◆ Excerpted text
....

Who is widely considered the 'father' of reconstrutive memory and when and what was his most influential paper in this regard?

Bartlett "War of the Ghosts", 1932


How can the forgot-it-all-along effect be studied in an experimental setting? (also what paper, authors and year, did this). What doesn't experiment 1 show?

(Arnold and Lindsay 2002) The FIA effect can be studied using homographs which are words that are spelled the same and whose meaning can be determined only through context (e.g., palm -> palm - hand, palm - tree).

All participants study a list of homographs presented in 1 of 2 contexts (e.g., they all study palm - tree). Then they are presented with a list of the homographs in either the SAME or DIFFERENT context and asked to recall which words were on the study list. Here, recall is more accurate when the homographs are presented in the same context, supporting Tulving's (1984) notion of encoding specificity whereby recall is more accurate when items were studied in the same context they are recalled (reconstructive memory, top-down processes).

Then all participants are presented with homographs in the same context as the study list and asked to A. recall if they were on the study list and B. recall if they recalled this on the first test.

Remembering of prior recall was more accurate when the context was the same in both test 1 and test 2 (as the study list), and less accurate when the context was different in test 1 compared to the study list and test 2.
This suggests that memories of prior recall are subject to the same processes as memories of an original event. That is, they are also a reconstructive process that is influences by context - i.e., tulving's encoding specificity principle also applies to recall of test 1 during test 2, if the context is different recall is less accurate.

These difference can also be found with subtler shifts in meaning.

e.g., "he swatted the fly with the palm of his hand" versus "the fortune teller traced the lifeline on the palm of his hand".


What is "knowing" versus "remembering"?

To remember is the conscious recollection of many vivid contextual details, such as "when" and "how" the information was learned.

To know is a feeling (unconscious) of familiarity. It is the sensation that the item has been seen before, but not being able to pin down the reason why.


according to Gled E. Bodner and Stephen D Lindsay - what is the difference between remembering and knowing?

The difference is dependent on context - specifically comparison with how difficulty to remember context-list items feel. Contrast/salience makes items feel either 'remember' 'know' without the content of the memory being any different.

It does not arise from objectively different memory systems (dual-system theory), such as: remembering -> more episodic memory and conceptual processing [high LoP] and Know -> more semantic memory and perceptual processing). As even when factors (such as LoP) are controlled (both medium list) remember/know differences rise due to context.

(OTHER....Originally the research was stimulated by Gruppuso, Lindsay and Kelley, 1997) that when 2 lists are encoded differently (e.g., different LoP) you can better remember which list an item came from (like 'remember'). But if he lists are encoded the same then you know the item came from a list but not which one (like 'know')...the CONTRAST/SALIENCE makes the list-origin more memorable.)


What has 'originally' been thought to be the difference between remembering and knowing? (hint: not necessarily true!) (single system model)

what is the problem with this model?

i.e., Previous theories said X

(less important)

Single process detection model.

one process – based on strength of memory and subjective criteria for knowing vs. remembering on that line.

....

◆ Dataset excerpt
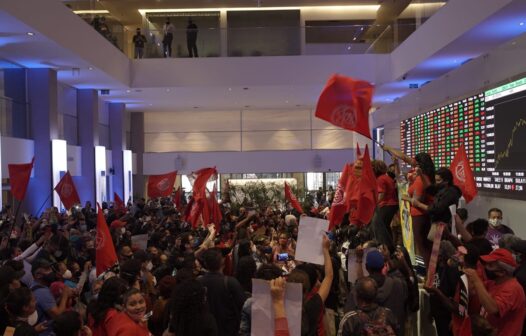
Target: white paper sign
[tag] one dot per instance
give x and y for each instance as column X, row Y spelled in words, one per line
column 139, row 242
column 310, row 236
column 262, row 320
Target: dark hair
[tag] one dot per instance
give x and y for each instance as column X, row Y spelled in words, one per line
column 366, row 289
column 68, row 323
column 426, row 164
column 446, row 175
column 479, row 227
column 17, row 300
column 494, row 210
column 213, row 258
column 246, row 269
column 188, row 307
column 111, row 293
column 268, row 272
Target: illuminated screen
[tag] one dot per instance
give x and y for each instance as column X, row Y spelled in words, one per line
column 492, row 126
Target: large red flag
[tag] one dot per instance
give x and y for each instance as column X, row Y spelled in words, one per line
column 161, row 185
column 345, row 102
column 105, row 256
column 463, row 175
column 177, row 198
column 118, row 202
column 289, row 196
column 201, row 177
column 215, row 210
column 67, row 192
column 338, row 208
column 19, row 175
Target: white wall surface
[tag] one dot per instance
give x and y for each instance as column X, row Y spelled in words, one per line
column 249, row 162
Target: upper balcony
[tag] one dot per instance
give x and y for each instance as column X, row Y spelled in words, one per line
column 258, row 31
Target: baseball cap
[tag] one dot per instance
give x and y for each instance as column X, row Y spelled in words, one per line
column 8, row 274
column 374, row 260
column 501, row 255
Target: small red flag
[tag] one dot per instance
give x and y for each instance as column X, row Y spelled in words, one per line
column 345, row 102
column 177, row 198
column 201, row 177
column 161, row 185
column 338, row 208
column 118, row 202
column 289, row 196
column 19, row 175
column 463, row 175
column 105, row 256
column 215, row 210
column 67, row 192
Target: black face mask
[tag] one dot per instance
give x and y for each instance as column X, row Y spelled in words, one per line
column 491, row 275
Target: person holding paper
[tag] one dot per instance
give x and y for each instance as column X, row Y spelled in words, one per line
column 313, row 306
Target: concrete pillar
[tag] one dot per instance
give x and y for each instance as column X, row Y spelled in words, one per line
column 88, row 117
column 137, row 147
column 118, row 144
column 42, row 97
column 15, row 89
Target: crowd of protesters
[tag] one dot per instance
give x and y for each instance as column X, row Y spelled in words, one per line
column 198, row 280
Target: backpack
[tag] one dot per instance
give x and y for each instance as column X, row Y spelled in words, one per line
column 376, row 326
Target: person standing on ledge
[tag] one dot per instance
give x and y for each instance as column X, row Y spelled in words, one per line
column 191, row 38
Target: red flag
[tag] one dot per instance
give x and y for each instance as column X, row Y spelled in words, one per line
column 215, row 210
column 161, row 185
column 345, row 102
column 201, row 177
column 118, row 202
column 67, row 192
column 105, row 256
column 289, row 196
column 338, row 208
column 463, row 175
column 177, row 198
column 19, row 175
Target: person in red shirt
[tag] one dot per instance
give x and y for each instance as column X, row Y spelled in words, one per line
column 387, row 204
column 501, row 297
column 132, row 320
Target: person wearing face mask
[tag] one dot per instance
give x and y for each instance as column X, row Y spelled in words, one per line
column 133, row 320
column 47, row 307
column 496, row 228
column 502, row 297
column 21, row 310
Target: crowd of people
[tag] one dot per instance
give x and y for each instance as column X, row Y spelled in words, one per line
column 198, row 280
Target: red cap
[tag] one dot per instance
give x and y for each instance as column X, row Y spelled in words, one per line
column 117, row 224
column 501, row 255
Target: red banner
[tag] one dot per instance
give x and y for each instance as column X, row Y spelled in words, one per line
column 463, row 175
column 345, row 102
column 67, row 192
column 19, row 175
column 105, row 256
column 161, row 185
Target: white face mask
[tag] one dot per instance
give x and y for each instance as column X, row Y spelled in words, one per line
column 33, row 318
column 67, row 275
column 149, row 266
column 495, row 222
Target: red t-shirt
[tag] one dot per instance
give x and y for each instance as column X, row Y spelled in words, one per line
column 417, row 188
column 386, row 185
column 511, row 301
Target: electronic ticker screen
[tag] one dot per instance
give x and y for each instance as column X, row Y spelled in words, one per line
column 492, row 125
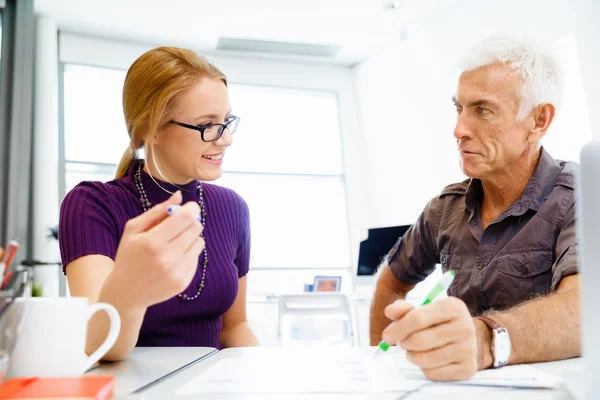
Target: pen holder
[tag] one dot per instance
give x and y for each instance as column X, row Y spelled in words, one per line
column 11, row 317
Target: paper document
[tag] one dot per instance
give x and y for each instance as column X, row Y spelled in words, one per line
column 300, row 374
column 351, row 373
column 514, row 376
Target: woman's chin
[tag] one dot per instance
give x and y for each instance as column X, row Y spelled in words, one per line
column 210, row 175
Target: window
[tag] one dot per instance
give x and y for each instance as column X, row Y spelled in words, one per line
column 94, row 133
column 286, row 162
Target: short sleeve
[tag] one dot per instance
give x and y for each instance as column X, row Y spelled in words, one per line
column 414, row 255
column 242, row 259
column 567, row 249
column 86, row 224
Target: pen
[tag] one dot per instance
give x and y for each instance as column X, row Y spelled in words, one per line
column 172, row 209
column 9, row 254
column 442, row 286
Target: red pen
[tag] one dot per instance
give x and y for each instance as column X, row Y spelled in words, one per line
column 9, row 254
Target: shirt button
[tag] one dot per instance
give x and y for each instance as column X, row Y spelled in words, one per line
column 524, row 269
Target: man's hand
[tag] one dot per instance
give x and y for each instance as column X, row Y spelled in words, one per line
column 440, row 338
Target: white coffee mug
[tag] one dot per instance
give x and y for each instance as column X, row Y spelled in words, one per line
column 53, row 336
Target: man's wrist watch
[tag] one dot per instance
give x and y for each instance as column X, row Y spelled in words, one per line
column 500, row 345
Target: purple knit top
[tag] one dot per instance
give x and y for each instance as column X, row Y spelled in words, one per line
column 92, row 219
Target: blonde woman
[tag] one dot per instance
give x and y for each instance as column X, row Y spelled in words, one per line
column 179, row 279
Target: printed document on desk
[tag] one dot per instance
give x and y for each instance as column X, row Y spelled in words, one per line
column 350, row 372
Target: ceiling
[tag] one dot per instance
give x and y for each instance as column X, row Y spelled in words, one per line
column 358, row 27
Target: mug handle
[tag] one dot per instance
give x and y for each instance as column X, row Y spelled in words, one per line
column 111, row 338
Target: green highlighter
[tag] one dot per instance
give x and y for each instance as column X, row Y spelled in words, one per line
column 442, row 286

....

◆ Task objective
Answer these questions from the memory notes above:
(a) Which work and year are listed for Bartlett?
(b) How do the notes define homographs?
(c) How do the notes describe knowing?

◆ Right answer
(a) "War of the Ghosts," 1932.
(b) Words that are spelled the same and whose meaning can be determined only through context.
(c) Knowing is an unconscious feeling of familiarity: the sensation that the item has been seen before, without being able to pin down the reason why.